(Dataset records)
□ □ □
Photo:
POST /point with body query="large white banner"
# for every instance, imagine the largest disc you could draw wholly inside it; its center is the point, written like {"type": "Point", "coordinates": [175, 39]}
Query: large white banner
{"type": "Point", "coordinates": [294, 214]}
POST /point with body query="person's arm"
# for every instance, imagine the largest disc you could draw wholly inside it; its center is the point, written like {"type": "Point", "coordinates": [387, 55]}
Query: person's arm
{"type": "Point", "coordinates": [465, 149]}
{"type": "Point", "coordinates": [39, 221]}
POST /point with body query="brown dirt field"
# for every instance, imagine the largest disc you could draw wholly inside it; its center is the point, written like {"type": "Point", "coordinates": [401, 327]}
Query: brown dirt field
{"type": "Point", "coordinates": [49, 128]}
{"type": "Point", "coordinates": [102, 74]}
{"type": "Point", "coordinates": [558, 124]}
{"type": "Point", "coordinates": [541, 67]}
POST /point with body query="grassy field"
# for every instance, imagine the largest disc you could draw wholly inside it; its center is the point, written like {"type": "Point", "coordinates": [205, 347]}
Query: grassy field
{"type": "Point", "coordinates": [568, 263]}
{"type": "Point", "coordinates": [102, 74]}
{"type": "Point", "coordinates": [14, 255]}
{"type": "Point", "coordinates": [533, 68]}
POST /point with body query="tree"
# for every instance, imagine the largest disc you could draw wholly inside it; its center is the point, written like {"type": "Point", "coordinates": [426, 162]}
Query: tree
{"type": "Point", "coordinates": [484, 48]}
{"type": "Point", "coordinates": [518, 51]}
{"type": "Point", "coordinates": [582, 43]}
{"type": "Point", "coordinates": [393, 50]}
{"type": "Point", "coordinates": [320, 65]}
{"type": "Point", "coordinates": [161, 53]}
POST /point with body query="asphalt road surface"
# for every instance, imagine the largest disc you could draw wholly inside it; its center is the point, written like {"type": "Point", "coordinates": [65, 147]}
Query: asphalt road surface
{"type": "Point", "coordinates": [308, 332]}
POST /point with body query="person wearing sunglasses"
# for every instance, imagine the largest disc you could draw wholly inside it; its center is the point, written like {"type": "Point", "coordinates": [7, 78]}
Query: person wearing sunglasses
□ □ □
◆ **Problem requirements**
Nothing but the lines from the one containing "Query: asphalt road surface" through the end of the entries belongs in the answer; repeat them exactly.

◆ **Result of the exercise**
Query: asphalt road surface
{"type": "Point", "coordinates": [308, 332]}
POST /point with body query="person wearing sunglasses"
# for every instance, imagine the largest disc you could draw wholly inside it; its center is the point, written like {"type": "Point", "coordinates": [7, 78]}
Query: person wearing sunglasses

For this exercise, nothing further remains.